## Stated goal
Reproduce all of the items below in full, switching each occurrence of "drop one marker" to "place one marker" and leaving everything else unchanged.
______
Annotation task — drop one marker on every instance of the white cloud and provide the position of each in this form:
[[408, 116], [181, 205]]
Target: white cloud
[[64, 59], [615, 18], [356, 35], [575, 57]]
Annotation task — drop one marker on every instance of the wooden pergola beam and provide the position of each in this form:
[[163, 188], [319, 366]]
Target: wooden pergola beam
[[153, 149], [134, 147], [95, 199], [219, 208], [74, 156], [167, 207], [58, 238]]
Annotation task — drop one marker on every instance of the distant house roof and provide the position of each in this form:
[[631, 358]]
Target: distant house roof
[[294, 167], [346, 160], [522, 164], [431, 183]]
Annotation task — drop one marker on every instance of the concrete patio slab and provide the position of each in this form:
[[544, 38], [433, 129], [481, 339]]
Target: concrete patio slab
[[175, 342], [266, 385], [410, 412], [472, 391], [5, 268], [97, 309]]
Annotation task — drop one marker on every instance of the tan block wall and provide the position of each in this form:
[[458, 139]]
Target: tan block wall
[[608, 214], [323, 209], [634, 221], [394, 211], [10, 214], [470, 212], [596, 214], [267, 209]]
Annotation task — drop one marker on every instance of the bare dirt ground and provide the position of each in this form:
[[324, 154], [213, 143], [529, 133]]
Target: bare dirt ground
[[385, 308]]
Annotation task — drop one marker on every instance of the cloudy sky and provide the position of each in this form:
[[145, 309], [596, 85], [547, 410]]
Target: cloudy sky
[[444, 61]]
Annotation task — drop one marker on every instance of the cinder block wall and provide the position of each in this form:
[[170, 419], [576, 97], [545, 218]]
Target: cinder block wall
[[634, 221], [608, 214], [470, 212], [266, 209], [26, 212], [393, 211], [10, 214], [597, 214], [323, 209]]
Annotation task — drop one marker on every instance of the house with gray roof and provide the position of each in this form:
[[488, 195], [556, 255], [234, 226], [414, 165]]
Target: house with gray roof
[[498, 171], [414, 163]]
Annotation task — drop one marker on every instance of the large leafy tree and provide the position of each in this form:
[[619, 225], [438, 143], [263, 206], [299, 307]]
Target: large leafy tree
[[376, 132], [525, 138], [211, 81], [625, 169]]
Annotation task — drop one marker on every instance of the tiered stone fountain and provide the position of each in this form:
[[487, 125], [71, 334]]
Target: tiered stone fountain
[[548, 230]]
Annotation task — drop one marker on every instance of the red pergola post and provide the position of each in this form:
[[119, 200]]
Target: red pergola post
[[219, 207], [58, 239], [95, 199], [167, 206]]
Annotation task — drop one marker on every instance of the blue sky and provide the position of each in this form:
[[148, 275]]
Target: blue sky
______
## Task answer
Annotation task — place one marker on every instance of the white cloud and provide the position of each in this form:
[[408, 116], [181, 205]]
Target: white cloud
[[64, 59], [615, 18], [356, 35], [575, 57]]
Annotation task — place one marker on every instance of the wooden pergola beam and provide the position of each in this form:
[[163, 188], [319, 366]]
Target: wooden pergola beam
[[153, 149], [134, 147], [95, 199], [219, 208], [74, 156], [167, 207], [58, 238]]
Annotation task — place one marker on every instance of the distant house roof and provide the position of each in this form:
[[631, 358]]
Target: distant house roof
[[294, 167], [346, 160], [522, 164], [431, 183]]
Annotation task — place one marker on every instance of the concrete patio slab and provide the position of each in this form:
[[544, 38], [433, 129], [481, 339]]
Target: concrete patio slab
[[175, 342], [266, 385], [410, 412], [472, 391], [5, 268], [97, 309]]
Annotation task — place one marker on every instance of the tan block wall and provide the position of each in this form:
[[458, 139]]
Target: tan block wall
[[608, 214], [323, 209], [634, 221], [394, 211], [10, 214], [470, 212], [596, 214], [267, 209]]
Annotation task — place one marker on every instance of the bare dirt ground and provide the position of each in this form:
[[324, 154], [213, 143], [529, 133]]
Target: bare dirt ground
[[385, 308]]
Annotation task — place one marker on every instance of the cloudy sky and provide the position of each in this form:
[[145, 309], [596, 85], [547, 410]]
Target: cloudy sky
[[444, 61]]
Annotation task — place one marker on every instance of the cinder block wall and provide the position of each in this form:
[[170, 419], [576, 97], [545, 218]]
Target: cinder block wall
[[634, 221], [608, 214], [470, 212], [266, 209], [26, 212], [393, 211], [10, 214], [597, 214], [323, 209]]
Annotation task — place one marker on every instance of the house with gray roof and provide the position of each in this form:
[[488, 195], [556, 255], [234, 226], [414, 165]]
Target: house with gray roof
[[498, 171], [414, 163]]
Annotation task — place one marker on every instance of the large leafy tree and provide the position of each in this form:
[[619, 225], [438, 143], [263, 206], [299, 307]]
Target: large leafy tree
[[376, 132], [525, 138], [211, 81], [625, 169]]
Annotation task — place one marker on every instance of the tiered stone fountain and provide the position of each in this form:
[[487, 125], [71, 334]]
Target: tiered stone fountain
[[548, 230]]
Annotation task — place one marker on every instance of the red pergola post and provide the position of each in this form:
[[119, 200]]
Target: red pergola post
[[219, 207], [58, 239], [95, 199], [167, 206]]
Annotation task — place one marker on every instance of the blue sky and provide the position of each in this form:
[[148, 275]]
Target: blue sky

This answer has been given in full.